**Referring expression data**
◆ ◆ ◆

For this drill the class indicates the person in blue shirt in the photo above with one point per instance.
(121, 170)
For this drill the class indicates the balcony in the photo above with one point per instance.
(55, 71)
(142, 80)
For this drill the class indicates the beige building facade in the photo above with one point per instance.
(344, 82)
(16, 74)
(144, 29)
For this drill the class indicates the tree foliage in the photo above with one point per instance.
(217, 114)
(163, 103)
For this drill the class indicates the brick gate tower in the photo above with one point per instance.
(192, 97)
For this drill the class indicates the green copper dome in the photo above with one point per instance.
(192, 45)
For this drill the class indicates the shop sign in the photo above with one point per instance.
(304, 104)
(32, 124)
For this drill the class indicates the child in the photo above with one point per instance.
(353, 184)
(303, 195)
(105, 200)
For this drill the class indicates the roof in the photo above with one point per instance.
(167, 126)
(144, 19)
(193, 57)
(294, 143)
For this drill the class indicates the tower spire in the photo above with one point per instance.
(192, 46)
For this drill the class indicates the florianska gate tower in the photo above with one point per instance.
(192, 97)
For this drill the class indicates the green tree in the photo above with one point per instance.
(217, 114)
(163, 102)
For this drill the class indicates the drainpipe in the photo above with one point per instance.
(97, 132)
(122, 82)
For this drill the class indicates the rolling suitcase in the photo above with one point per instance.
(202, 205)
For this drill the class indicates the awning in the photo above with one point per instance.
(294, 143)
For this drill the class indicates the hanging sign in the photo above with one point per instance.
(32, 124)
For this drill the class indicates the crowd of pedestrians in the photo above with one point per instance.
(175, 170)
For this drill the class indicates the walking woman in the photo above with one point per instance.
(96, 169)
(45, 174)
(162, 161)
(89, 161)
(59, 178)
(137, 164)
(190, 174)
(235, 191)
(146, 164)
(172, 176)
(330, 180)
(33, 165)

◆ ◆ ◆

**What to do**
Would you restate the records word for word?

**Reply**
For this drill the class indicates the person in blue shirt in the photo above with one point per instance.
(121, 170)
For this drill the class indicates the balcony in the photo above with one point per instance.
(55, 71)
(142, 80)
For this drill the class indicates the beige building facade in the photo above with one point per instance.
(344, 82)
(16, 74)
(144, 29)
For this drill the class indicates the tree foliage in the photo above with one point per instance.
(217, 114)
(163, 103)
For this drill the class indicates the brick gate tower in the photo above with one point per instance.
(192, 97)
For this drill the class indicates the green copper dome in the photo above with one point per instance.
(192, 45)
For this drill the class indicates the shop sign in the photo above with one point per instance.
(304, 104)
(32, 124)
For this drill the class indicates the child in the photo above with one point per instance.
(353, 184)
(303, 195)
(105, 200)
For this drill the class indicates the roof in the photo above with one point per instance.
(167, 126)
(144, 19)
(193, 57)
(294, 143)
For this drill the class indicates the tower spire in the photo above with one point per instance.
(192, 46)
For this drill the class indicates the florianska gate tower in the photo above with one point per instance.
(192, 97)
For this drill the class indicates the green tree in the photo above with one point per instance.
(217, 114)
(163, 102)
For this drill the class indicates the drainpipe in the photo above with one point per instance.
(97, 132)
(122, 82)
For this drill the class indicates the rolling suitcase in the photo above with one point per instance.
(202, 205)
For this drill the class indicates the awning in the photo above with one point per instance.
(294, 143)
For this drill the class indicates the hanging sign in the photo above with one point per instance.
(32, 124)
For this drill the class indicates the crowd of pedestrians in the photo above with one point per instance.
(175, 170)
For this drill the class indicates the walking woman in the photo above with one point per instance.
(96, 169)
(45, 174)
(162, 161)
(89, 161)
(59, 178)
(137, 164)
(190, 174)
(235, 191)
(146, 164)
(172, 176)
(330, 180)
(33, 165)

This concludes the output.